**Short task 1:** List each line of the records below that contains the word "tree", treating uppercase and lowercase as different.

--- START Document passage ---

First – the forensics. Gary delved diligently into the pipe network and the engineering underpinnings. He suspected and later confirmed that the ICC code’s Water Supply Fixture Unit (WSFU) approach was to blame. This approach was developed by Roy Hunter in the1930s and 1940s and subsequently became the basis for pipe sizing in the national model plumbing codes, including the IPC. At the time of its development and codification, water flowed through fixtures and into appliances at whatever rate the available working pressure allowed. In short, Gary confirmed that these pipes could easily deliver 51 gpm of hot water to the 35 apartments. Contrast that with my actual measurements of 2-3 gpm maximum!

Simultaneously, I began to envision different network designs for smaller flows, one of which featured a double loop serving the north and south sides of the buildings. For his part, Gary looked at an alternative design basis presented by the UPC in its Appendix M guidance (Water Demand Calculator version 1.4). This approach indicated peak hot water demands of 12 gpm, about ¼ the flow suggested by the WSFU. Together, we agreed that a triple trunk loop with much smaller pipe would work just fine and reduce the number of feet of piping (not including the apartment distribution twigs) by a large amount; in large part because we eliminated almost all the hot water risers. 

Having solved the trunk line issue, we turned attention to the apartment specific distribution design. Here, we chose 3/8” tubing home run twigs from a valved manifold for both hot and cold water. The client liked having individual valves for each twig and the seven stub hot/cold “minibloc” manifold was surprisingly affordable and a truly elegant piece of engineered plastic. Gary and I refined the design and arranged a ZOOM presentation to the clients and the plumbing contractor.

Our meeting was very productive and the plumber very supportive – he even suggested an even simpler design – two single loops with short branches to manifolds for each apartment. While these 6 foot branches would be ½” PEX and add about 5 seconds to the arrival time for each fixture, we were satisfied that tenants would not be unhappy.  (Figure 2) We consulted closely with the client’s favorite architectural engineer to prepare the specs for the design and spec changes and we were in gear – or so we thought.

A couple of days before installation was to start, the plumber had some second thoughts and delivered a whopping change order demand to the GC, arguing that the extra pipe length associated with multiple home run twigs would bust his original budget. We argued that 3/8” twigs were easy peasy to pull and would not need insulation for most of their length, unlike the pipe associated with the trunk and branch rectilinear style he preferred.

--- END Document passage ---
--- START Given information ---

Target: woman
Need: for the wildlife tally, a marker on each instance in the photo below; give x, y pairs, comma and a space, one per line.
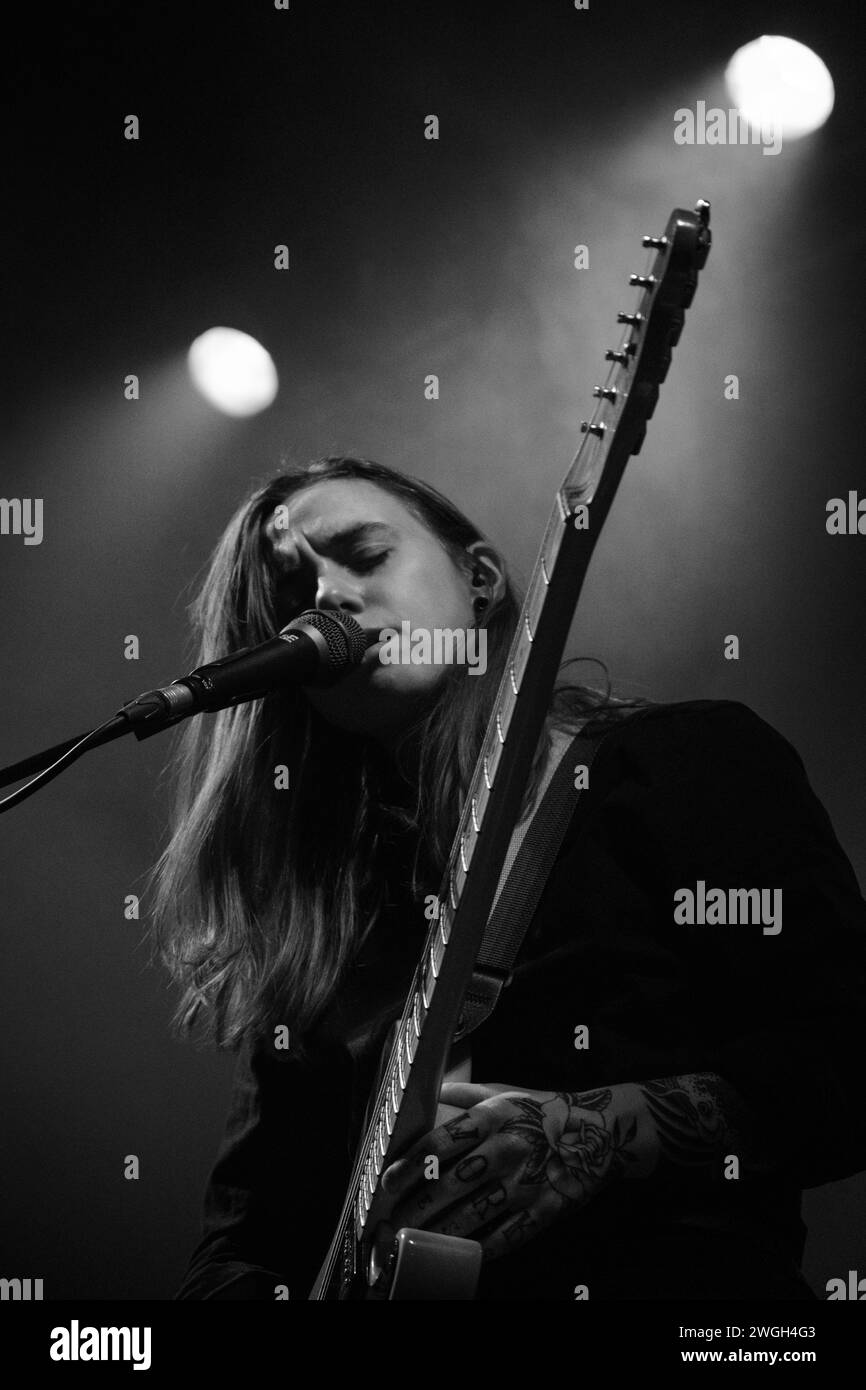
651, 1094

--- END Given information ---
--- START Given information ---

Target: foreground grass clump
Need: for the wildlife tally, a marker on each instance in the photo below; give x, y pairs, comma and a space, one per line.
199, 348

--- END Given information ---
--- START Given information ---

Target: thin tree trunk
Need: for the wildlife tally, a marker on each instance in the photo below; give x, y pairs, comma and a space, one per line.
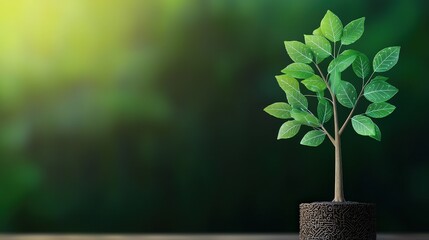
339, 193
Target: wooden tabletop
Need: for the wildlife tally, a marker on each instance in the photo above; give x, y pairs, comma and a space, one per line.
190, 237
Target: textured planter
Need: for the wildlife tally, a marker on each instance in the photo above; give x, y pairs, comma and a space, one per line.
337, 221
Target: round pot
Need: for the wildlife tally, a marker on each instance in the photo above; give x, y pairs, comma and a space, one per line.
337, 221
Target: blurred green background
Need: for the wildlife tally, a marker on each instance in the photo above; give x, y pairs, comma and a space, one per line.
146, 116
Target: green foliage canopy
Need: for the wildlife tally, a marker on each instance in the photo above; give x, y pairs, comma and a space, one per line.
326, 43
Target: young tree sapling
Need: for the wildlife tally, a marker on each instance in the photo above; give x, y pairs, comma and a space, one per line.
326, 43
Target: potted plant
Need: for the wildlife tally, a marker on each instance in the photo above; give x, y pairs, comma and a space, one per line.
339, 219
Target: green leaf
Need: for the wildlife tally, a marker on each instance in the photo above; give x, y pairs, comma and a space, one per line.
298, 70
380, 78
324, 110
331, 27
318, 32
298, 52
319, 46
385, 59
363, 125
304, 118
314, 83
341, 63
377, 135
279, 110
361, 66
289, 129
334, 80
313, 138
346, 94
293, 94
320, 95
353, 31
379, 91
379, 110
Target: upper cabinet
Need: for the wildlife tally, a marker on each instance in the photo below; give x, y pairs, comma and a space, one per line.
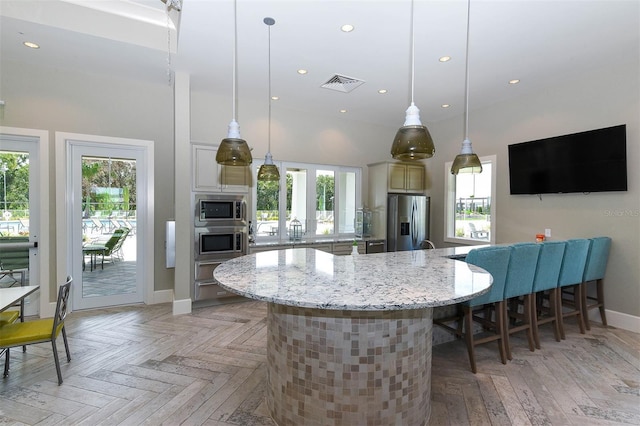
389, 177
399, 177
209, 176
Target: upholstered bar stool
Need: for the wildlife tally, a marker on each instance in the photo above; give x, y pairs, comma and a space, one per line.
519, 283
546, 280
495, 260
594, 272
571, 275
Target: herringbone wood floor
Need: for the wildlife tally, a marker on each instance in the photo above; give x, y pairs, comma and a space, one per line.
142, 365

--- END Given information ---

**Short task 2:** Rewrite the stretch of the plumbing passage above from "A couple of" through "style he preferred.", putting "lines" in place of "twigs".

**Expected answer 1:**
Target: thin tree trunk
Target: young tree sapling

**Expected answer 2:**
A couple of days before installation was to start, the plumber had some second thoughts and delivered a whopping change order demand to the GC, arguing that the extra pipe length associated with multiple home run lines would bust his original budget. We argued that 3/8” lines were easy peasy to pull and would not need insulation for most of their length, unlike the pipe associated with the trunk and branch rectilinear style he preferred.